═════ Exercise data ═════
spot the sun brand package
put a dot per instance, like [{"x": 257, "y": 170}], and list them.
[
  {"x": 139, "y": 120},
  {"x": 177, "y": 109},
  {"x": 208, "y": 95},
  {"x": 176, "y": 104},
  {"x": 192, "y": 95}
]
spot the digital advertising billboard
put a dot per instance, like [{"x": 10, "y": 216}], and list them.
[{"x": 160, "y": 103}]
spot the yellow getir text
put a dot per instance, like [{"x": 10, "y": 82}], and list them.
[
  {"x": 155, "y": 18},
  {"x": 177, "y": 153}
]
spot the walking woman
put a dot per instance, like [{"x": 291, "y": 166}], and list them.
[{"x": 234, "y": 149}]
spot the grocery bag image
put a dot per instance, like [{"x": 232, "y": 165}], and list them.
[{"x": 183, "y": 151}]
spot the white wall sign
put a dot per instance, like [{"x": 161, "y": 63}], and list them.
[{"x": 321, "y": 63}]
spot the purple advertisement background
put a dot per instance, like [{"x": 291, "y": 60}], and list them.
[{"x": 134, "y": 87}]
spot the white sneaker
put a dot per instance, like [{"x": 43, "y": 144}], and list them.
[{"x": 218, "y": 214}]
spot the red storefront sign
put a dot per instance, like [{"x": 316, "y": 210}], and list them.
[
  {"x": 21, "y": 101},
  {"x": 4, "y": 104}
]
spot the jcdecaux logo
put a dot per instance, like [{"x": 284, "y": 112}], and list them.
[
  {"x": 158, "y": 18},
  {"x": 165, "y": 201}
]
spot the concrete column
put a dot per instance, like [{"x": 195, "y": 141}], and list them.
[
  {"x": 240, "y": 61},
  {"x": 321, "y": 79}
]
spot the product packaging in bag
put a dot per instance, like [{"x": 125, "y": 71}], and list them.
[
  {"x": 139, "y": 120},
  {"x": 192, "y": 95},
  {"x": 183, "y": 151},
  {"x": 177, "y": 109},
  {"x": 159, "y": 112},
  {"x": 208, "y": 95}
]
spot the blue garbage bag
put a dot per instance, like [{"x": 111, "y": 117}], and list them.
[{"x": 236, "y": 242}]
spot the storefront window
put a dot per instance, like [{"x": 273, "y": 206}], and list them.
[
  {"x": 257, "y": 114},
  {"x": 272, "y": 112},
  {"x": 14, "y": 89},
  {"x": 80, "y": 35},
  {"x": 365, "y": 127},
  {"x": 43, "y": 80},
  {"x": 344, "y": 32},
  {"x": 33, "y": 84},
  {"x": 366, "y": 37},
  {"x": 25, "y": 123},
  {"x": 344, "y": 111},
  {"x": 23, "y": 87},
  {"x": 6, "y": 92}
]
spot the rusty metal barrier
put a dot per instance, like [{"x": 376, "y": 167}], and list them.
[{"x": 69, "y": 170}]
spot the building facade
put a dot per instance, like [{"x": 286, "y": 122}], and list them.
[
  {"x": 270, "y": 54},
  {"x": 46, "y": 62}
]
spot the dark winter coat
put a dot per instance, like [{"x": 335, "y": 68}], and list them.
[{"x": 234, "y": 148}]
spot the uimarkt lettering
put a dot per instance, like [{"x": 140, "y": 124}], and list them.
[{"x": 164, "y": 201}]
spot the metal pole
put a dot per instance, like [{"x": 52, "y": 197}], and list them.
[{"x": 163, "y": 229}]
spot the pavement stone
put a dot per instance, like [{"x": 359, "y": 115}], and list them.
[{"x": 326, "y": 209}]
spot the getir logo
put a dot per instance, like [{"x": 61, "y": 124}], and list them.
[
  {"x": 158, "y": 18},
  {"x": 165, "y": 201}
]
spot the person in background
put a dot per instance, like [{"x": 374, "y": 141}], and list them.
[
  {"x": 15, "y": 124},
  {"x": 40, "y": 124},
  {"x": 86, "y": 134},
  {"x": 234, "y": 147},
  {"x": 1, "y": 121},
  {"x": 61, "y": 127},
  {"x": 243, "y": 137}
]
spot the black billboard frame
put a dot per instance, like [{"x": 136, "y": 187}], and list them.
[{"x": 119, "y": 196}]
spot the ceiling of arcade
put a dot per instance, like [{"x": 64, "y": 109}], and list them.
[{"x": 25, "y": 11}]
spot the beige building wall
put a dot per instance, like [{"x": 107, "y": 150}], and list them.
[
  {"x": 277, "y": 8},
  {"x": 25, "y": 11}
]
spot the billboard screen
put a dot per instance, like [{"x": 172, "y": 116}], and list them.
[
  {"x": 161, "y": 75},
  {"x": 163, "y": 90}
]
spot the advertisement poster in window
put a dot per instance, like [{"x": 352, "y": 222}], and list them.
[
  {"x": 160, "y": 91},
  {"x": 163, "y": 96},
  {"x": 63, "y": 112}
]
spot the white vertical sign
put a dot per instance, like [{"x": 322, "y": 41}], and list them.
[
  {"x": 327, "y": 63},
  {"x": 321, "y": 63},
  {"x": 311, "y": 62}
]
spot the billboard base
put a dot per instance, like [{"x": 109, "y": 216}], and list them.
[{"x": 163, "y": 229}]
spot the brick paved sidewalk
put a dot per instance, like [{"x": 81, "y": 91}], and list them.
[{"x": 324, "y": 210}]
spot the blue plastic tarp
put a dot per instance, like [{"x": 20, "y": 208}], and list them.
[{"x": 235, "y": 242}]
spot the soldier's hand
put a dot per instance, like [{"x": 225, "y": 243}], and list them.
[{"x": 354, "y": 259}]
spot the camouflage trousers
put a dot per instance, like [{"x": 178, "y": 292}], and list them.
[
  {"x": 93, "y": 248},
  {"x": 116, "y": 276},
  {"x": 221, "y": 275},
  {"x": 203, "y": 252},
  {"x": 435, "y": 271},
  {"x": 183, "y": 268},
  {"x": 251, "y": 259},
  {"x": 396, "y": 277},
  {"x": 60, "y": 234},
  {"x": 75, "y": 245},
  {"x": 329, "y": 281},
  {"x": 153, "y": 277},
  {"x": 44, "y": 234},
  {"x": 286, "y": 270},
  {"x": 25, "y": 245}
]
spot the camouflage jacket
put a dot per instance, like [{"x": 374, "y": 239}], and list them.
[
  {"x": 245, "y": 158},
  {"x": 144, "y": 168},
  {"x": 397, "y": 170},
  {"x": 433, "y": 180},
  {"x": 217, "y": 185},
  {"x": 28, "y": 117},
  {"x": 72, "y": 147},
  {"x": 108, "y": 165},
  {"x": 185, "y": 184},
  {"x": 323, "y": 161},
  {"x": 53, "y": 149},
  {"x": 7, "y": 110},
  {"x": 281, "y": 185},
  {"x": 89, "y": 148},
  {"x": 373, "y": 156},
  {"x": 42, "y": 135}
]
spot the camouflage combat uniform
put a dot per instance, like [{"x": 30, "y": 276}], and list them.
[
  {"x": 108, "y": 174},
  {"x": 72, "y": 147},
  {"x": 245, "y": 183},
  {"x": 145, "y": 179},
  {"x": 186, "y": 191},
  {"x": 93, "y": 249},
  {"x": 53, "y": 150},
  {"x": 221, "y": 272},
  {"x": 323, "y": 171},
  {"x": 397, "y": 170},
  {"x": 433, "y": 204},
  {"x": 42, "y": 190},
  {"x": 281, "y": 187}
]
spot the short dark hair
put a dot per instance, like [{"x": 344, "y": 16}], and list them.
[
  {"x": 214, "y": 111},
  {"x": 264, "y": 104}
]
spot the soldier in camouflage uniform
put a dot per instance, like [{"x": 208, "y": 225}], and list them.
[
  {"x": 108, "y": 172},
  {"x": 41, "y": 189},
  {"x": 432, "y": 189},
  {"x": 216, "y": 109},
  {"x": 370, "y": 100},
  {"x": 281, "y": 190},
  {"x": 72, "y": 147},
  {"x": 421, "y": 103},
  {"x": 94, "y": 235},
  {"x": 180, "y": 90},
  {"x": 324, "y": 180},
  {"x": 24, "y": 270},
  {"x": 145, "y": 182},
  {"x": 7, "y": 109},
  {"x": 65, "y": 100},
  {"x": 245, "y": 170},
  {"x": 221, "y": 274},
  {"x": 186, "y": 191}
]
═════
## [What is required]
Beginning at the first line of the records, retype exactly every line up to and including the one with "spot the white sneaker".

## [Task answer]
spot the sun brand package
put a dot per instance, like [{"x": 257, "y": 170}], and list them.
[
  {"x": 139, "y": 120},
  {"x": 177, "y": 109},
  {"x": 208, "y": 95},
  {"x": 176, "y": 104},
  {"x": 192, "y": 95}
]
spot the digital advertising billboard
put a dot per instance, like [{"x": 10, "y": 216}], and list them.
[{"x": 160, "y": 103}]
spot the yellow getir text
put a dot per instance, like [{"x": 10, "y": 82}], and list them.
[
  {"x": 155, "y": 18},
  {"x": 177, "y": 153}
]
spot the walking woman
put a dot per instance, like [{"x": 291, "y": 166}], and list them.
[{"x": 234, "y": 149}]
spot the grocery bag image
put a dot per instance, like [{"x": 232, "y": 165}], and list them.
[{"x": 183, "y": 151}]
spot the white wall sign
put a dot per instance, like [{"x": 161, "y": 63}], and list them.
[{"x": 321, "y": 63}]
spot the purple advertisement background
put a dot per instance, like [{"x": 291, "y": 60}], and list them.
[{"x": 134, "y": 87}]
spot the white sneaker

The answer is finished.